> [Selected excerpt]
Climate scientists and evolutionary biologists love Bill Nye.
Keith Kloor, at his Discover blog Collide-a-Scape, describes him as a “stalwart defender of evolution and climate science” who “relishes verbal debate” and has “become known for taking on creationists and climate skeptics.”
But Nye hasn’t fared nearly as well with defenders of genetically engineered foods. According to Kloor, a 2005 episode of Nye’s television show that looked at genetically engineered crops split defenders of GMOs, some of whom thought he mischaracterized the science while others thought he was right to address the fears.
Kloor isn’t terribly fond of Nye’s position on GMOs, although he mostly criticizes Nye for sins of omission. He quotes a recent reddit exchange in which Nye wrote, in part, “I stand by my assertions that although you can know what happens to any individual species that you modify, you cannot be certain what will happen to the ecosystem.”
That doesn’t strike me as especially controversial, but Kloor was disappointed:
Hmm. It’s interesting that Nye doesn’t bother to express disapproval at the incessant fear-mongering and misinformation that has polluted the public discourse on GMOs–a main point raised by the questioner. Nye could have acknowledged this unfortunate state of affairs and even perhaps mentioned that all the world’s major science bodies and institutions have looked carefully at the technology and not found it harmful to human health or the environment. That alone would have meant a lot coming from someone with his stature.
Instead, he avoids the main thrust of the questioner’s comment, invokes an absolutist version of the precautionary principle (rebutted effectively here in the case of GMOs) and closes with some odd remarks about malnourished fat people and an image of him stroking his chin.
Where Kloor writes that “all the world’s major science bodies and institutions” have concluded that agricultural biotechnology is not harmful, he links to a blog post in which Ramez Naam, who identifies himself as a computer scientist and futurist, talks about the safety of GMOs, and cites some of the science bodies that have evaluated the safety of GMOs.
The problem with Kloor’s post–and with many of the reports, blog posts, and reports reassuring us about the safety of GMOs–is that the science is always a little bit more complicated than the blanket assertions of safety would have us believe.

> [Work order 1]
Print the passage on Bill Nye and GMOs word for word, beginning at "That doesn’t strike" and stopping after "with his stature.".
> [Work order 2]
Carry on the passage about Bill Nye and genetically engineered foods, picking up right after its final sentence.

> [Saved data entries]
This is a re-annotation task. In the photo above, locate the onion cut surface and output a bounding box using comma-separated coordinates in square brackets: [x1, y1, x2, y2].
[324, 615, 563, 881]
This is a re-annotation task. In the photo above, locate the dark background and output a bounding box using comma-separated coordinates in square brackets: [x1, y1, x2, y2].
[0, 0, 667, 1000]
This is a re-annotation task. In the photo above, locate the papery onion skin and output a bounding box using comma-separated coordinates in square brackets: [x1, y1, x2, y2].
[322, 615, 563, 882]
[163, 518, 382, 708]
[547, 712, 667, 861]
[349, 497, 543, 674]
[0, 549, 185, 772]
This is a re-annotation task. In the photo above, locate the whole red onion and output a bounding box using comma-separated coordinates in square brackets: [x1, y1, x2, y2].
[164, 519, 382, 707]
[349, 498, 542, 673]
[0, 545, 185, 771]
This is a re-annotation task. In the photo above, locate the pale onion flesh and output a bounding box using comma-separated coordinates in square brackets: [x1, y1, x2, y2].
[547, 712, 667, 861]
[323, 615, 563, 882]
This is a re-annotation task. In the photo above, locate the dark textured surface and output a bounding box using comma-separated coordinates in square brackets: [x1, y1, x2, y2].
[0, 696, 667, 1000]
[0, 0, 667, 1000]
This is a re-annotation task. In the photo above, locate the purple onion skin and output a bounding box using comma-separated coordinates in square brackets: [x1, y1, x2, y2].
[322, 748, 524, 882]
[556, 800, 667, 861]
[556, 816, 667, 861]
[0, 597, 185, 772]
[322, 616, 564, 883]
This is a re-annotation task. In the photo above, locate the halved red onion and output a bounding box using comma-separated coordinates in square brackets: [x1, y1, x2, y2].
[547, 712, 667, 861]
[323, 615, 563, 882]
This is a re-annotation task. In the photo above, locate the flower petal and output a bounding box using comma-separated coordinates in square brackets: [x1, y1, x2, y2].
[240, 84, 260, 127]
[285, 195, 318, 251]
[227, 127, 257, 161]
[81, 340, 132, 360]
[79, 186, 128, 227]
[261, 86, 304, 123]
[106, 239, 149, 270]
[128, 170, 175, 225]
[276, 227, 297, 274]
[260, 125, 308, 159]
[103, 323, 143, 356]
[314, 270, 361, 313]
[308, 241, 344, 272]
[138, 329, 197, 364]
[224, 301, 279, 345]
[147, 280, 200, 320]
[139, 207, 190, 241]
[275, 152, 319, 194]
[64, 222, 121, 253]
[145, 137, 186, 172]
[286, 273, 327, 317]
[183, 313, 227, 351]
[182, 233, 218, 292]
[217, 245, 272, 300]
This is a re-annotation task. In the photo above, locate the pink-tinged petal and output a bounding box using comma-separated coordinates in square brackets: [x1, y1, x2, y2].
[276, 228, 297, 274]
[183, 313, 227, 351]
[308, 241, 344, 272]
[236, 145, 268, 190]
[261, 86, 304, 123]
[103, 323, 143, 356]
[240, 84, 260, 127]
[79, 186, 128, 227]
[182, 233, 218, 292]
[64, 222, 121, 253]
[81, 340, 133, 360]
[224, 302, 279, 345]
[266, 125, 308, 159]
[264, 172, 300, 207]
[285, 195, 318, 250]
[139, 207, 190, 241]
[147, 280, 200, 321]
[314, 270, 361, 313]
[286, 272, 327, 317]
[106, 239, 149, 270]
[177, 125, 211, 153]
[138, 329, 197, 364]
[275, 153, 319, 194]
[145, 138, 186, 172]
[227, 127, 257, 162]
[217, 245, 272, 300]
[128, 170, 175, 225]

> [Exercise result 1]
That doesn’t strike me as especially controversial, but Kloor was disappointed:
Hmm. It’s interesting that Nye doesn’t bother to express disapproval at the incessant fear-mongering and misinformation that has polluted the public discourse on GMOs–a main point raised by the questioner. Nye could have acknowledged this unfortunate state of affairs and even perhaps mentioned that all the world’s major science bodies and institutions have looked carefully at the technology and not found it harmful to human health or the environment. That alone would have meant a lot coming from someone with his stature.

> [Exercise result 2]
On Nov. 10, Kloor published an open letter to Nye from a plant scientist—Kevin Folta at the University of Florida, Gainesville. Folta wrote, “Over almost two decades, agricultural biotechnology has shown to safely and effectively aid farmers, and offers future promise to deliver higher quality food, more sustainably.”
There is the blanket assertion again: Twenty years of research, and all is well.
The link under “has shown” goes to a 2010 report by the National Research Council of the National Academy of Science. Naam cites the same report, entitled “The Impact of Genetically Engineered Crops on Farm Sustainability in the United States.” It is cited often, and it is often used as the cornerstone of arguments that genetically modified foods are safe.
But its findings are much more subtle and much more complicated than that. They are far from a blanket defense of GMOs.
Many of the key findings are favorable for GMOs, as summarized at the top of the report: “In general, the committee finds that genetic-engineering technology has produced substantial net environmental and economic benefits to U.S. farmers compared with non-GE crops in conventional agriculture.”
But the summary goes on. “However, the benefits have not been universal; some may decline over time; and the potential benefits and risks associated with the future development of the technology are likely to become more numerous as it is applied to a greater variety of crops.” Furthermore, “the social effects of agricultural biotechnology have largely been unexplored, in part because of an absence of support for research on them.”
That is far from a blanket assertion of the safety of GMO foods. And as the report breaks down the findings in more detail, it raises other concerns: The reliance on crops engineered to be resistant to the herbicide glyphosate is now reducing glyphosate’s effectiveness. The potential risk of engineered alterations moving to weeds may increase as the traits are introduced into more crops. The effect of genetically engineered crops on prices received by farmers “is not completely understood.” How the use of GMOs affects non-GMO producers has “not received adequate research.”
Research on the dissemination of earlier technological development in agriculture suggests that favorable and unfavorable social impacts exist from the dissemination of genetic-engineering technology. However, these impacts have not been identified or analyzed.
I’m cherry picking the negative findings; most were positive. But the point I’m making is that we should not characterize this report as showing that GMOs are safe or that all of the necessary research on GMOs has been done.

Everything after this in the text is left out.